>>>>

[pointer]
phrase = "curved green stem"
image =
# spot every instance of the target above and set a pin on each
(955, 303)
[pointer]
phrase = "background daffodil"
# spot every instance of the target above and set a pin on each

<<<<

- _The problem_
Can you copy all of the data above line for line, changing nothing?

- _Response to this exercise_
[pointer]
phrase = "curved green stem"
image =
# spot every instance of the target above and set a pin on each
(955, 303)
[pointer]
phrase = "background daffodil"
# spot every instance of the target above and set a pin on each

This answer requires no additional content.